*What you should do:* Print each record below character for character.

==== Source information ====

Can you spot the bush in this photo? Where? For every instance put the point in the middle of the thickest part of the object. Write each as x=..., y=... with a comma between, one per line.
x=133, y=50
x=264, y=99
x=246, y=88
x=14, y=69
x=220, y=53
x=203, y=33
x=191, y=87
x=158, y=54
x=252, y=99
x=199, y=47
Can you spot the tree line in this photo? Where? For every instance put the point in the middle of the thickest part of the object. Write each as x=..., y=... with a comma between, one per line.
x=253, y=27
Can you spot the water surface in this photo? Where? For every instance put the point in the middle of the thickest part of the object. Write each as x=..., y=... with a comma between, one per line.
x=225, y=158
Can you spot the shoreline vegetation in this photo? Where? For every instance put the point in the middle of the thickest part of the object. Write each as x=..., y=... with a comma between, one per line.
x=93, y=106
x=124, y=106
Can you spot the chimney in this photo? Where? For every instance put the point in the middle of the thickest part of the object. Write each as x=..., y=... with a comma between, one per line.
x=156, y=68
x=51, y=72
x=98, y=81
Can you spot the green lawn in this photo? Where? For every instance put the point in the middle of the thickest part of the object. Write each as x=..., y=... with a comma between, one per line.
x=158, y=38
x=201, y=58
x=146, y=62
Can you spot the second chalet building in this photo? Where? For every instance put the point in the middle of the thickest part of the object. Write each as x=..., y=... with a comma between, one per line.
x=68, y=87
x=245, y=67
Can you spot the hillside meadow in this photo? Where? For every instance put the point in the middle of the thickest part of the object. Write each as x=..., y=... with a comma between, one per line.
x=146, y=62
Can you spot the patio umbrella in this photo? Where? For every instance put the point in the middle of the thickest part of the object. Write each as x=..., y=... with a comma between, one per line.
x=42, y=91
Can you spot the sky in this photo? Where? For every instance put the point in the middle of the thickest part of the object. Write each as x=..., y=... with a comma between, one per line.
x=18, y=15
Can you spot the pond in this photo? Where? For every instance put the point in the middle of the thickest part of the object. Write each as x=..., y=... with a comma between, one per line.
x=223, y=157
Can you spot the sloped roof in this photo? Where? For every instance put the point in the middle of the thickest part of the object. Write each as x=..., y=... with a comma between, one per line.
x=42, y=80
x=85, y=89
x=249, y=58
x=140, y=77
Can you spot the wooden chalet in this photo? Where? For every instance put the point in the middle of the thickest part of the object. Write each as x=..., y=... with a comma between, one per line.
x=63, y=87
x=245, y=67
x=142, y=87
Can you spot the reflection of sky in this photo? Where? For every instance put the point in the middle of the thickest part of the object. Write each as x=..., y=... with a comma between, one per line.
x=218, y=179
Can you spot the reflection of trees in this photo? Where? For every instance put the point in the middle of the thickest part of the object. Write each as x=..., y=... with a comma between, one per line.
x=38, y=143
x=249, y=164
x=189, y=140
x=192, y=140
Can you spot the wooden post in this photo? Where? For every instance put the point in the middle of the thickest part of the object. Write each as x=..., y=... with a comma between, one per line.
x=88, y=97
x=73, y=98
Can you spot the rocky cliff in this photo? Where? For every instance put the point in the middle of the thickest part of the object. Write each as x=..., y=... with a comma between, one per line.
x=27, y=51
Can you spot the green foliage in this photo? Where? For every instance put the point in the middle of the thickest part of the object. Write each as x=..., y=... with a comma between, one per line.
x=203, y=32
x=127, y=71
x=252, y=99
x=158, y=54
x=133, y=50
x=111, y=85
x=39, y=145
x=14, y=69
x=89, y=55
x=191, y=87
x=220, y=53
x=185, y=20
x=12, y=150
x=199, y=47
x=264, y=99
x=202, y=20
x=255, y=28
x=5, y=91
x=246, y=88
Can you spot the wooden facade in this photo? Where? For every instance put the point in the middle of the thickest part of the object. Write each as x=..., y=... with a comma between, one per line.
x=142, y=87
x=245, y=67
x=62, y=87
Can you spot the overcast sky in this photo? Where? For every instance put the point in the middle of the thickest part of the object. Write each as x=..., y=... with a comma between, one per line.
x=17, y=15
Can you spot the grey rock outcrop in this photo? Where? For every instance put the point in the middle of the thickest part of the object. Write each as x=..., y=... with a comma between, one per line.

====

*Response area:*
Can you spot the bush in this photo? Where? For every instance put the point in the middle of the thickest part of the object. Write each as x=..., y=... with a comma between, one per line.
x=133, y=50
x=264, y=99
x=246, y=88
x=14, y=69
x=220, y=53
x=203, y=33
x=191, y=87
x=158, y=54
x=252, y=99
x=199, y=47
Can you spot the tree line in this photo? Where? For every instance put the point in the middle of the thickest part of the object. Write each as x=..., y=... with a comma between, one per line.
x=253, y=27
Can you spot the water surface in this photo? Where? For every instance put the point in the middle of the thickest part of the object. Write each as x=..., y=... with a comma between, one per line.
x=225, y=158
Can you spot the shoreline vegetation in this photo? Where? For every instance put the point in the middle of the thickest part of the object. Write each as x=..., y=... with a comma between, one per line.
x=93, y=106
x=124, y=106
Can you spot the chimney in this photo? Where? For every instance put the point in the middle of the thickest part of the object. Write each as x=..., y=... with a comma between, one per line.
x=156, y=68
x=51, y=72
x=98, y=81
Can you spot the green lawn in this photo? Where? For every instance put the point in the middle of the thickest part of the object. Write each as x=..., y=... with a comma between, one per line.
x=158, y=38
x=201, y=58
x=146, y=62
Can you spot the second chalet building in this photo? Where? For every instance put the point in the middle of the thickest part of the object. Write each as x=..., y=... with a comma between, one per line.
x=68, y=87
x=245, y=67
Can you spot the hillside meadow in this photo? Where? For every instance put the point in the middle of the thickest part of the object. Write each as x=..., y=... with a comma between, one per line.
x=146, y=62
Can you spot the patio umbrella in this photo? Where? For every instance put the point in the middle of the thickest part of the object. Write each as x=..., y=... with a comma between, one per line.
x=42, y=91
Can you spot the sky in this photo? Where? For every instance put the point in the middle of the thickest part of the object. Write each as x=..., y=... with a comma between, one per line.
x=18, y=15
Can you spot the pond in this photo? Where? For every instance put the point in the middle of the thickest part of the object. Write each as x=..., y=... with a comma between, one per line.
x=223, y=157
Can you spot the sloped roof in this photo? Where? For every instance put the point in the middle of the thickest part of the object. Write each as x=..., y=... with a comma between, one per line.
x=42, y=80
x=85, y=89
x=249, y=58
x=140, y=77
Can you spot the wooden chalet in this photo? Where? For every instance put the point in the middle of the thickest part of the object. Write each as x=..., y=... with a comma between, one per line.
x=63, y=87
x=245, y=67
x=142, y=87
Can you spot the reflection of sky in this photo? Where? For every instance put the point in the middle of the thickest part of the object. Write each as x=..., y=... with a comma between, one per line.
x=218, y=179
Can you spot the reflection of trees in this photo? Where? For every instance put the point in the middle of the thickest part of the object. Write each as x=..., y=... with a comma between, one per line.
x=38, y=143
x=249, y=164
x=189, y=140
x=192, y=140
Can you spot the wooden post in this photo? Where? For every instance put the point in the middle of the thickest part of the object. Write each as x=..., y=... with a comma between, one per line.
x=88, y=97
x=73, y=98
Can you spot the rocky cliff in this photo? Where? For every instance put the point in the middle of the thickest part of the object. Write each as x=..., y=... with a comma between, one per line.
x=27, y=51
Can you spot the green foliage in this photo? Where? For every instance put the point in the middle of the thickest part of the object. Write each as x=..., y=... with a comma between, one per line.
x=203, y=32
x=127, y=71
x=252, y=99
x=158, y=54
x=133, y=50
x=111, y=85
x=39, y=145
x=14, y=69
x=89, y=55
x=191, y=87
x=220, y=53
x=185, y=20
x=12, y=150
x=199, y=47
x=264, y=99
x=202, y=20
x=255, y=28
x=5, y=91
x=246, y=88
Can you spot the wooden facade in this photo? Where? For every instance put the point in the middle of the thickest part of the object. Write each as x=..., y=... with a comma between, one per line.
x=142, y=87
x=245, y=67
x=62, y=87
Can you spot the overcast sky in this photo? Where? For every instance put the point in the middle of the thickest part of the object. Write each as x=..., y=... with a comma between, one per line.
x=17, y=15
Can you spot the grey rock outcrop in this photo? Where? For every instance put the point in the middle of the thickest part of the object. Write each as x=..., y=... with a comma between, one per line.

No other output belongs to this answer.